• Given task: Update the listing below by changing every "integers only" to "whole numbers only", leaving everything else unchanged.

• A run of records:
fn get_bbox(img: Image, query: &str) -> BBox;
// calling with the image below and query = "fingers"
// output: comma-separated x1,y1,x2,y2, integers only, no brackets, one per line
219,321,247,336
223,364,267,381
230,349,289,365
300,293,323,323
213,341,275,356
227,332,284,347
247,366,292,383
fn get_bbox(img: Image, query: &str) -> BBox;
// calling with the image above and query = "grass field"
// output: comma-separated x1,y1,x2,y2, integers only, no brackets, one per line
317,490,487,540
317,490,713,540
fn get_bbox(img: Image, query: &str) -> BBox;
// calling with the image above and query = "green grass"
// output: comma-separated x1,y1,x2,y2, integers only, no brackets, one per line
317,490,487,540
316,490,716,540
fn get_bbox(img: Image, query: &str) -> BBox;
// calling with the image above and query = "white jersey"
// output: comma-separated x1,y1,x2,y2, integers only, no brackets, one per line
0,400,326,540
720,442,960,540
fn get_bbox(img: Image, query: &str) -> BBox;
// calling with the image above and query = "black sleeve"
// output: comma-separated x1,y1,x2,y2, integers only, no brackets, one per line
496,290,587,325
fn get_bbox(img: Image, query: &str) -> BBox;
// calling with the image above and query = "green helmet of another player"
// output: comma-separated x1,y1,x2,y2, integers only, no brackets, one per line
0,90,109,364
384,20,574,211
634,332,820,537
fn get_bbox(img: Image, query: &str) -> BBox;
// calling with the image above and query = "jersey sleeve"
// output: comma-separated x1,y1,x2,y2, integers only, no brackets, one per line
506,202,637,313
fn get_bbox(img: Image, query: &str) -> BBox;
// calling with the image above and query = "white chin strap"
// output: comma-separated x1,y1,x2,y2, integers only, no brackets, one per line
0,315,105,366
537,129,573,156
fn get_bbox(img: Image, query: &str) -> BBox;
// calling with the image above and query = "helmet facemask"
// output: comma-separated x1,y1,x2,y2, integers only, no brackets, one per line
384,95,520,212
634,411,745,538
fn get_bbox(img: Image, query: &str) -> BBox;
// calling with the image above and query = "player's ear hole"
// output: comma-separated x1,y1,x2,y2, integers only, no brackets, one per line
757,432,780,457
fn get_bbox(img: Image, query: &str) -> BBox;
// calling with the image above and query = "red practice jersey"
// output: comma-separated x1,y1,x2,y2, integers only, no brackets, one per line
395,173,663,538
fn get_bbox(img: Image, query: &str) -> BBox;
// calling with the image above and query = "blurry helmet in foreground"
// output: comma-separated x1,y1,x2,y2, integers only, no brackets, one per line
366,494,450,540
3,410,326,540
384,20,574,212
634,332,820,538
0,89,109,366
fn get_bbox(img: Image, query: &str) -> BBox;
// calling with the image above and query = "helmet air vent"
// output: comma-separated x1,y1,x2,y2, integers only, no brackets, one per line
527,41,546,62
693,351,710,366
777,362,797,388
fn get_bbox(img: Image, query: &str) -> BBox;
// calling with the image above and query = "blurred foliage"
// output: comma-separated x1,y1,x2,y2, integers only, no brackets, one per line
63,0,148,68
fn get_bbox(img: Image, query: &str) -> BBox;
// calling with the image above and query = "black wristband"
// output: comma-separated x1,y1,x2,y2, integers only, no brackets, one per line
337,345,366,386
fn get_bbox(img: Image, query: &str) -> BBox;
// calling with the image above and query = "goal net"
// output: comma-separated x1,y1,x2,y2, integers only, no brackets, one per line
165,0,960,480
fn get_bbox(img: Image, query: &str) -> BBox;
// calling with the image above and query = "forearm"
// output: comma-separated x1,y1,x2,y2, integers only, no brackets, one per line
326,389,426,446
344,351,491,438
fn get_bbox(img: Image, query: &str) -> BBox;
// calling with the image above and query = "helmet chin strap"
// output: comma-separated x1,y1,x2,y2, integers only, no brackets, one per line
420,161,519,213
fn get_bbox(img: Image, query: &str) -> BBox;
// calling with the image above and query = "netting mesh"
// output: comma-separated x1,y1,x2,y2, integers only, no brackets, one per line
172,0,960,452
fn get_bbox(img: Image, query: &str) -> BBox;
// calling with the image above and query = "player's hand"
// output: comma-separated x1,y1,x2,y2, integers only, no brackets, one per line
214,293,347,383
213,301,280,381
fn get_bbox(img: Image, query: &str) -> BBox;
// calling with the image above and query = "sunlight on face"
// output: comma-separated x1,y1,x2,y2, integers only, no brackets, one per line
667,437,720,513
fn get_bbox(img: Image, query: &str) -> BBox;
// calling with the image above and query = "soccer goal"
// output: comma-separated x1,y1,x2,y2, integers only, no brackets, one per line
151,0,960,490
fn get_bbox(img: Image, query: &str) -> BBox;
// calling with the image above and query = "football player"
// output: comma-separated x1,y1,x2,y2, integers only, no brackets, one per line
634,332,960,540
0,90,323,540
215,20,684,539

• The completed task:
fn get_bbox(img: Image, query: &str) -> BBox;
// calling with the image below and query = "fingers"
// output: comma-separated x1,y1,x2,y2, whole numbers only, no brackets, one per line
219,321,247,336
223,364,267,381
230,349,289,365
300,293,323,323
213,341,275,356
227,332,284,347
247,366,292,383
fn get_bbox(img: Image, query: &str) -> BBox;
// calling with the image above and query = "grass field"
// output: comma-separated x1,y1,x2,y2, whole numbers only, no brackets, one per line
317,490,487,540
317,490,713,540
fn get_bbox(img: Image, query: &str) -> BBox;
// calling with the image above and query = "green grass"
// output: comma-separated x1,y1,x2,y2, whole numbers only, no brackets, one per line
317,490,487,540
316,490,716,540
fn get_bbox(img: Image, query: &str) -> BBox;
// calling with the image above and query = "white jersey"
// output: comma-separated x1,y1,x2,y2, whole numbers only, no brackets, one per line
0,400,326,540
720,442,960,540
fn get_bbox(img: Image, query: &str) -> BBox;
// calling with the image above and query = "black sleeve"
// output: comma-separated x1,y1,x2,y2, whole numbers only, no brackets, one per line
496,290,587,325
fn get_bbox(img: Image, query: &str) -> BBox;
// calling with the image above and query = "green helmet of another player"
// output: comma-separated x1,y1,x2,y2, whole numbers only, no brackets, one per line
0,90,109,364
384,20,574,211
634,332,820,537
fn get_bbox(img: Image, query: &str) -> BBox;
// calling with the image above and query = "jersey sleeve"
// output: comma-separated x1,y1,x2,y2, whole numbers only, no brackets, one per line
506,202,637,313
fn get_bbox(img: Image, query: &str) -> BBox;
// calling with the image above and query = "white chin strap"
// output: comma-separated x1,y1,x2,y2, whole numbers only, no brackets, one per line
0,315,105,366
537,129,573,156
fn get_bbox(img: Image, query: &str) -> BBox;
// calling with the image above and query = "helmet facemask"
// output: comma-separated x1,y1,x2,y2, whole numbers only, no brackets, one per line
384,95,520,212
634,411,745,538
fn get_bbox(img: Image, query: &str) -> BBox;
// calling with the image above and query = "player's ear hole"
// output: comma-separated x1,y1,x2,y2, whole numbers only, no brackets, one per line
757,432,780,457
fn get_bbox(img: Image, query: &str) -> BBox;
// calling with the image above and query = "red practice jersey"
// output: comma-separated x1,y1,x2,y2, whole numbers only, no brackets, one per line
395,173,663,538
fn get_bbox(img: Image, query: &str) -> BBox;
// calling with the image above and query = "blurry helmet in foreground"
// output: comma-separated x1,y1,x2,y2, whole numbers only, no brackets, one per line
366,494,450,540
3,410,326,540
384,20,574,212
634,332,820,538
0,89,109,366
fn get_bbox(img: Image, query: &str) -> BBox;
// calling with the image above and query = "helmet air vent"
// output: comma-separated x1,y1,x2,y2, whole numbers only, no brackets, one per line
527,41,546,62
693,351,710,366
777,362,797,388
fn get_bbox(img: Image, query: &str) -> BBox;
// calling with the image above and query = "blurred foliage"
// output: comma-separated x1,y1,x2,y2, whole numbers only, no brackets, one per line
63,0,148,68
fn get_bbox(img: Image, query: &str) -> BBox;
// calling with the image above and query = "black wristband"
// output: comma-separated x1,y1,x2,y2, whole numbers only, no brackets, one per line
337,345,366,386
fn get_bbox(img: Image, query: &str) -> BBox;
// calling with the image above and query = "goal net"
// output: comma-separated x1,y1,x2,y2, whole numbers only, no brackets, one per line
165,0,960,480
fn get_bbox(img: Image, query: &str) -> BBox;
// calling with the image above and query = "forearm"
// output: comma-separated x1,y1,x2,y2, whole numbers only, no brackets, one per line
326,389,426,446
344,351,491,438
fn get_bbox(img: Image, query: &str) -> BBox;
// calling with the image above and query = "helmet chin strap"
// output: comma-separated x1,y1,x2,y2, whole numbers only, no brackets, one per line
420,161,519,213
fn get_bbox(img: Image, query: &str) -> BBox;
// calling with the image above and query = "netting mesh"
// output: comma-separated x1,y1,x2,y2, whole numbers only, no brackets, one per line
172,0,960,452
fn get_bbox(img: Image, query: &str) -> BBox;
// calling with the image above and query = "player's hand"
// output: comma-separated x1,y1,x2,y2, whole numbers only, no brackets, one per line
214,293,347,383
213,301,280,381
fn get_bbox(img: Image, query: &str) -> BBox;
// calling with the image above and query = "sunlight on face"
// output: comma-separated x1,y1,x2,y2, whole numbers only, no brackets, one per line
667,437,720,513
fn get_bbox(img: Image, query: &str) -> BBox;
// calling with the image above and query = "soccer goal"
// output: comma-separated x1,y1,x2,y2, whole numbers only, no brackets, one per line
151,0,960,490
fn get_bbox(img: Image, query: &str) -> BBox;
// calling with the image above and query = "football player"
// output: comma-separated x1,y1,x2,y2, whole numbers only, no brackets, one per line
634,332,960,540
0,90,323,540
215,20,684,539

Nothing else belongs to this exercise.